◆ Źródło:
Wycieczka szkolna w ramach programu „Poznaj Polskę”
,, Ten, kto żyje, widzi dużo. Ten, kto podróżuje, widzi więcej.”
W dniach 9-10 listopada uczniowie klas IV – VIII otoczeni troskliwą opieką nauczycielek: dyr. M. Woźniak, D. Śnieżek, T. Wojnickiej, M. Tarnawskiej oraz M. Fitkowskiej wzięli udział w wycieczce zorganizowanej w ramach programu MEiN „Poznaj Polskę”. Mimo jesiennej aury z ogromnym zainteresowaniem zapoznaliśmy się z przygotowanymi dla nas przez sanockie Biuro Podróży FERIAS atrakcjami turystycznymi.
Pierwszym punktem na naszej trasie był Lublin. Podziwialiśmy jego Stare Miasto – tajemnicze, malownicze, pełne podwórek i uroczych zakamarków. Centralną część lubelskiego rynku zajmuje stary ratusz znany jako Trybunał Koronny. Wokół rynku wznoszą się kamienice z zachowanymi oryginalnymi detalami architektonicznymi. Neogotycka wieża Trynitarska dziś jest najwyższym punktem widokowym w Lublinie. Swoim wnętrzem zachwyca barokowa archikatedra Jana Chrzciciela. Z oryginalnego średniowiecznego zamku królewskiego zachowała się jedynie kaplica i baszta. Na fundamentach dawnego zamku wzniesiono w XIX wieku nowe gmachy z przeznaczeniem na więzienie. W trakcie zwiedzania usłyszeliśmy z ust przewodniczki wiele legend i ciekawostek związanych z Kozim Grodem. Dostrzegliśmy uroczego koziołka Kazika – jedną z licznych figurek tego zwierzęcia rozmieszczonych w różnych miejscach miasta, którego legendarna nazwa do tego zobowiązuje.
Jeszcze w tym samym dniu zwiedziliśmy zespół pałacowo- parkowy w Puławach. Duże wrażenie zrobiły na nas eksponaty i pamiątki zgromadzone w Muzeum Czartoryskich.
To tu, w Świątyni Sybilli (1801) i Domu Gotyckim (1809) księżna Izabella Czartoryska stworzyła pierwsze muzeum na ziemiach polskich. Intencje fundatorki najcelniej oddają jej słowa: ,,Ojczyzno! Nie mogłam cię obronić, niech cię przynajmniej uwiecznię.”

◆ Blok danych:

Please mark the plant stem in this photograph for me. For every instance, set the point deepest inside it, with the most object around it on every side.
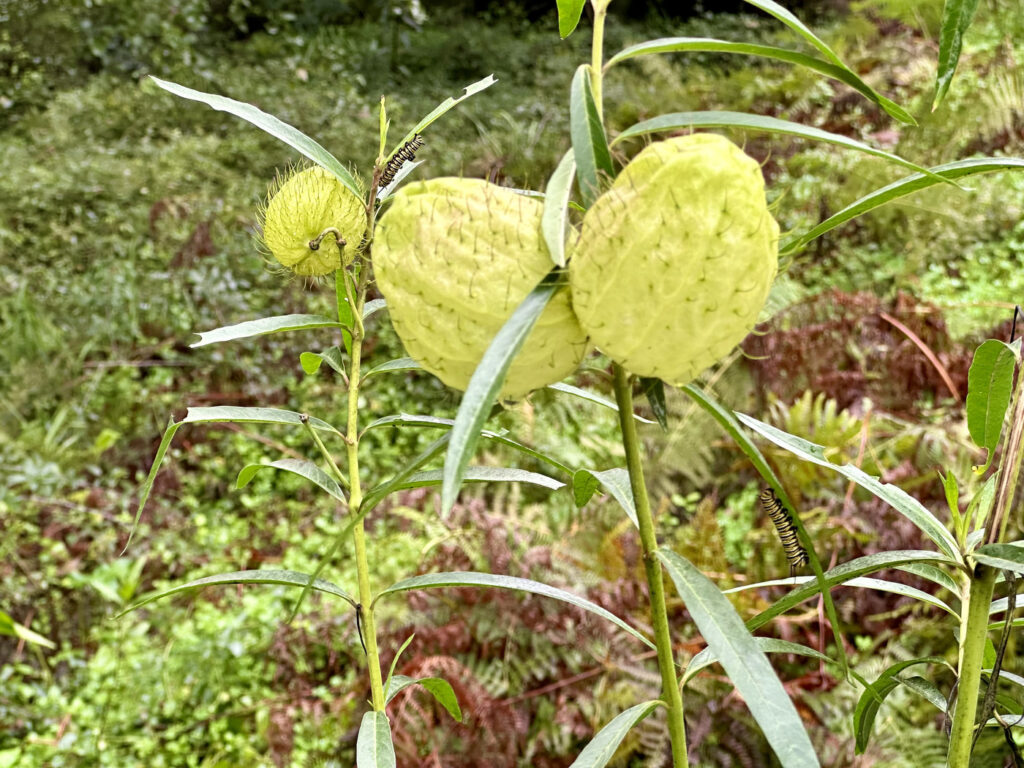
(655, 581)
(973, 635)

◆ Opis zadania:
Na podstawie relacji z wycieczki wyjaśnij, dlaczego księżna Izabella Czartoryska stworzyła w Puławach muzeum. Odpowiedz w jednym lub dwóch zdaniach.

◆ Odpowiedź do zadania:
Jej intencje oddają jej własne słowa: nie mogła obronić ojczyzny, więc chciała ją przynajmniej uwiecznić. Dlatego w Świątyni Sybilli i Domu Gotyckim stworzyła pierwsze muzeum na ziemiach polskich.